■ **Written request 1**
Gather every line of the rows below that contains the word "wooden", and copy each one in full.

■ **Quoted text**
=-=-=-=-=

Twenty years ago at the 55th Cannes Film Festival, cinema entered the digital era. Two films present at the festival, not just shot but projected digitally, acted as landmarks for the coming age, both exploring the never-before-possible capabilities of this new cinema technology. One was a Russian arthouse film. The other, an American franchise blockbuster. One reached for the raw, untampered unfolding of time. The other worked on the complete construction of the image from atomized movie bits. Russian Ark and Star Wars: Episode II—Attack of the Clones exist on the extreme ends of two wildly different directions that film aesthetics can reach towards. They are part of an argument as old as the medium itself and, wielding the same Sony camera, they launched that dialogue into the 21st century.

Two summers earlier, George Lucas had returned to the deserts of Tunisia familiar to him from his first young and reckless attempt at making a sci-fi fantasy film. He didn’t come with 35mm cameras this time. Now he was armed with something new: A high-definition, cinema-grade digital camera. The Sony HDW-900 was a powerful machine, capable of shooting at 24fps in 1080p, as opposed to the conventional 30fps interlaced images that had been conventional for television and consumer-grade cameras for decades. Gone was the artifacting so specific to analog digital; here was a camera that created images that were directly comparable to that of photochemical film. Their rig was still bulky, however, needing massive, high-performance Panavision lenses to cleanly expose the tiny digital sensor. In a making-of documentary for Clones, Victor Kemper, the then-president of the American Society of Cinematographers, said, “We spent years in the film industry trying to get the camera free. Now suddenly we’re tied to cables again.” But what the rig lost to bulk, the camera system made up for in streamlining.

=-=-=-=-=

■ **Written request 2**
Reproduce word for word the part of the passage about cinema's move to digital that starts with "Twenty years ago" and goes on through "the 21st century.".

[Point labeling data based on photos]

=-=-=-=-=

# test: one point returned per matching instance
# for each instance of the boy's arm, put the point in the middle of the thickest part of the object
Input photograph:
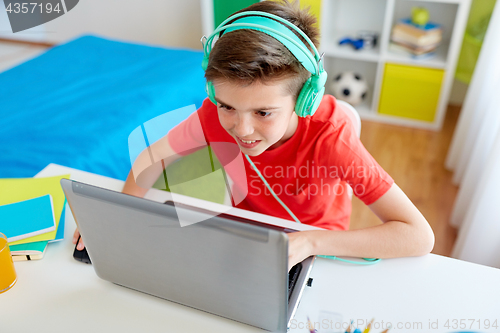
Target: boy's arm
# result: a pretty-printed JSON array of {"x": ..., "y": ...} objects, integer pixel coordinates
[
  {"x": 146, "y": 170},
  {"x": 148, "y": 167},
  {"x": 405, "y": 232}
]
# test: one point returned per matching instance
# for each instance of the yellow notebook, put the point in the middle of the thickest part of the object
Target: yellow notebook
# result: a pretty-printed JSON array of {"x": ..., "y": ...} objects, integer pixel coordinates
[{"x": 19, "y": 189}]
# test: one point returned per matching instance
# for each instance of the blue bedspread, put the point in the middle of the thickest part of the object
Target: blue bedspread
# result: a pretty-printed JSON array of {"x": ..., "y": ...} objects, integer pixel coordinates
[{"x": 76, "y": 104}]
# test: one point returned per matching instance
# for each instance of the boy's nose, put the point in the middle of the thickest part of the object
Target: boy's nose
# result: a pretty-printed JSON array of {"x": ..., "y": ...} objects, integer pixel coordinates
[{"x": 243, "y": 128}]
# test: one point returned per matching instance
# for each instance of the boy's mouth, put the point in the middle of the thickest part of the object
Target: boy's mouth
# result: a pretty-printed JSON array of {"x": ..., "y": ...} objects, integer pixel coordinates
[{"x": 248, "y": 143}]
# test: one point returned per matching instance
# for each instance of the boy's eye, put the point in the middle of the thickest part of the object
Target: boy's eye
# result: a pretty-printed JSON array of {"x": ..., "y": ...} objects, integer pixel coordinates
[
  {"x": 263, "y": 113},
  {"x": 225, "y": 107}
]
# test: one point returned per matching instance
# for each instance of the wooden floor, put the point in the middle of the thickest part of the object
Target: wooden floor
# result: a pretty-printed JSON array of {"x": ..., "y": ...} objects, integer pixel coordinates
[{"x": 415, "y": 159}]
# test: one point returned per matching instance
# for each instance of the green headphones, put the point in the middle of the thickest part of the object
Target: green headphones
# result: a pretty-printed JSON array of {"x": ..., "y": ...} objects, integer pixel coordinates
[{"x": 275, "y": 26}]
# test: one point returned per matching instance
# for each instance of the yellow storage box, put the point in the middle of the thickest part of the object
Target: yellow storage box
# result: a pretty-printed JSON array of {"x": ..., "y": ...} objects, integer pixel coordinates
[{"x": 410, "y": 92}]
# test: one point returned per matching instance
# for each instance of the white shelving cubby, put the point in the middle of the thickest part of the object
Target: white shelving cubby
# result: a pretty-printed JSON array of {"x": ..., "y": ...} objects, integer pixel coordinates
[{"x": 343, "y": 18}]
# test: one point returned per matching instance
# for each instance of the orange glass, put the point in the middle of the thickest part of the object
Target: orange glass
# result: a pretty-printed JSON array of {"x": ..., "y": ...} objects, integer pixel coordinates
[{"x": 8, "y": 275}]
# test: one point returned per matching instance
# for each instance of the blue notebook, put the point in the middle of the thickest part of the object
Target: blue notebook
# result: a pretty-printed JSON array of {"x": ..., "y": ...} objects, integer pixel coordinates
[{"x": 27, "y": 218}]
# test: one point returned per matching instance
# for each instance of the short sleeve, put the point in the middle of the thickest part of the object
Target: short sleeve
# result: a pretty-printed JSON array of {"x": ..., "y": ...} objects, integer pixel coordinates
[
  {"x": 356, "y": 166},
  {"x": 187, "y": 136}
]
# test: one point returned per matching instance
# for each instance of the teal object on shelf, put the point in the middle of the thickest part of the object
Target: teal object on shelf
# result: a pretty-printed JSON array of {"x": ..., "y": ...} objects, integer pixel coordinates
[{"x": 225, "y": 8}]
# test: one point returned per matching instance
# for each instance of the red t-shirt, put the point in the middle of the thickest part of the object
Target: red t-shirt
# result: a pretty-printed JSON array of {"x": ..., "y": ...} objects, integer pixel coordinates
[{"x": 309, "y": 172}]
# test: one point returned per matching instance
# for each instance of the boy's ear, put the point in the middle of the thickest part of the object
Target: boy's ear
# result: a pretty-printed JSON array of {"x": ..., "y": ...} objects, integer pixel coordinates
[{"x": 209, "y": 88}]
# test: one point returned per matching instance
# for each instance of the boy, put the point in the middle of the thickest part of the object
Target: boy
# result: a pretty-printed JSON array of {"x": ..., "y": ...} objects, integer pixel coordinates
[{"x": 256, "y": 82}]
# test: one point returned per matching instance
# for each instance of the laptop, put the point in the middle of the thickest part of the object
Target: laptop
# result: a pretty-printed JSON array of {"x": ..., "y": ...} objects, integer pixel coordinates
[{"x": 225, "y": 265}]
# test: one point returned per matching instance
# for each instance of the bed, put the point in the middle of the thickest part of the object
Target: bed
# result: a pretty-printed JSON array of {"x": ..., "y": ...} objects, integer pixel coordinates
[{"x": 77, "y": 103}]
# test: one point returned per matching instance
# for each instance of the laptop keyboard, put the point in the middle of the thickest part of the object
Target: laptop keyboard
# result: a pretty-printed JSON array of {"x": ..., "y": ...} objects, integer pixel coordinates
[{"x": 293, "y": 274}]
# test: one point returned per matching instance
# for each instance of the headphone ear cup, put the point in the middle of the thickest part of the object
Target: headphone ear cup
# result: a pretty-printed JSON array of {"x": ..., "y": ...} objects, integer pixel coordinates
[
  {"x": 209, "y": 88},
  {"x": 310, "y": 95},
  {"x": 300, "y": 105}
]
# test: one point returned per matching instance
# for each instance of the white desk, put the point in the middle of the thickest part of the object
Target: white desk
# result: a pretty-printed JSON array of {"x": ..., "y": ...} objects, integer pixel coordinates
[{"x": 59, "y": 294}]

=-=-=-=-=

■ **Correct response 1**
# for each instance of the wooden floor, put the point in the middle of the thickest part of the object
Target: wooden floor

■ **Correct response 2**
Twenty years ago at the 55th Cannes Film Festival, cinema entered the digital era. Two films present at the festival, not just shot but projected digitally, acted as landmarks for the coming age, both exploring the never-before-possible capabilities of this new cinema technology. One was a Russian arthouse film. The other, an American franchise blockbuster. One reached for the raw, untampered unfolding of time. The other worked on the complete construction of the image from atomized movie bits. Russian Ark and Star Wars: Episode II—Attack of the Clones exist on the extreme ends of two wildly different directions that film aesthetics can reach towards. They are part of an argument as old as the medium itself and, wielding the same Sony camera, they launched that dialogue into the 21st century.